Method to control additive manufacturing builds using laser angle of incidence

Abstract

The present disclosure generally relates to methods of additive manufacturing with control of the energy beam incidence angle that allows for aligning the laser beam angle to directly oppose the building direction of an angled wall. The method includes building an object in an additive manufacturing powder bed where the object includes a surface that is defined by a build vector projecting outward relative to the build plate center at an angle Φ relative to normal of the build plate such that 90°>Φ>0° and the directed energy beam forms an angle θ.sub.L2 relative to normal of the build plate such that 270°>θ.sub.L2>180°, wherein θ.sub.L2−Φ=180°±Δ, and Δ<45°. The present methods provide finished objects having overhanging regions with more consistent surface finish and resistance to mechanical strain or stress.

Claims

1. A method of fabricating an object, the method comprising: (a) fusing a first portion of a given layer of build material with a first directed energy beam from a first galvo scanner and a second portion of the given layer of build material with a second directed energy beam from a second galvo scanner to form at least one fused region on or over a build plate by irradiation; (b) providing a subsequent layer of build material; and (c) repeating steps (a) and (b) until the object is formed; the object comprising a surface that is defined by a build vector projecting outward relative to the build plate center at an angle Φ relative to normal of the build plate such that 90°>Φ>0° and the directed energy beam forms an angle θ.sub.L2 relative to normal of the build plate such that 270°>θ.sub.L2>180°, wherein θ.sub.L2−Φ=180°±Δ, and Δ<45°.

• DATA PROVIDED

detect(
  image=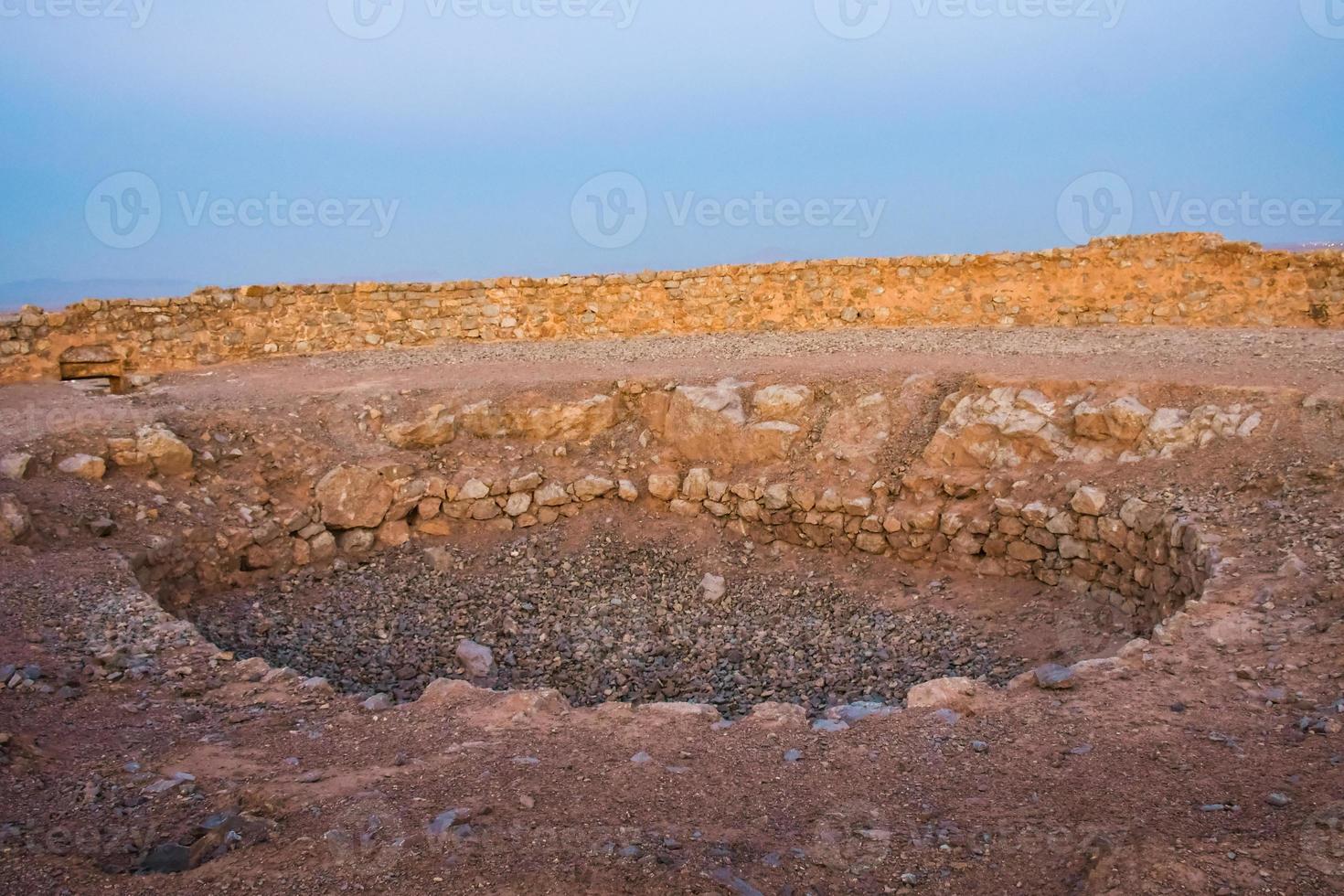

• THINGS TO DO
a: Print the additive manufacturing patent text from "The present disclosure" to "strain or stress.".
b: Proceed with the additive manufacturing patent text, picking up after its final sentence.
The listing is separate material from the additive manufacturing patent text.

• FINAL RESULTS
a:
The present disclosure generally relates to methods of additive manufacturing with control of the energy beam incidence angle that allows for aligning the laser beam angle to directly oppose the building direction of an angled wall. The method includes building an object in an additive manufacturing powder bed where the object includes a surface that is defined by a build vector projecting outward relative to the build plate center at an angle Φ relative to normal of the build plate such that 90°>Φ>0° and the directed energy beam forms an angle θ.sub.L2 relative to normal of the build plate such that 270°>θ.sub.L2>180°, wherein θ.sub.L2−Φ=180°±Δ, and Δ<45°. The present methods provide finished objects having overhanging regions with more consistent surface finish and resistance to mechanical strain or stress.

b:
2. The method of claim 1, wherein Δ<30°.

3. The method of claim 1, wherein Δ<20°.

4. The method of claim 1, wherein Δ<10°.

5. The method of claim 1, wherein each of the first and second directed energy beams is a laser beam.

6. The method of claim 1, wherein each of the first and second directed energy beams is an electron beam.

7. The method of claim 1, wherein the build material is a metal powder.

8. The method of claim 1, wherein during the fabricating, Φ varies between subsequent layers.

9. A method of fabricating an object, the method comprising: (a) fusing a first portion of a given layer of metal powder with a first directed energy beam from a first galvo scanner and a second portion of the given layer of metal powder with a second directed energy beam from a second galvo scanner to form at least one fused region on or over a build plate by irradiation; (b) providing a subsequent layer of metal powder; and (c) repeating steps (a) and (b) until the object is formed; the object comprising a surface that is defined by a build vector projecting outward relative to the build plate center at an angle Φ relative to normal of the build plate such that 90°>Φ>0° and the laser beam forms an angle θ.sub.L2 relative to normal of the build plate such that 270°>θ.sub.L2>180°, wherein θ.sub.L2−Φ=180°±Δ, and Δ<45°.

10. The method of claim 9, wherein Δ<30°.

11. The method of claim 9, wherein Δ<20°.

12. The method of claim 9, wherein Δ<10°.

13. The method of claim 9, wherein the metal powder is cobalt chrome.

14. The method of claim 9, wherein during the fabricating, Φ varies between subsequent layers.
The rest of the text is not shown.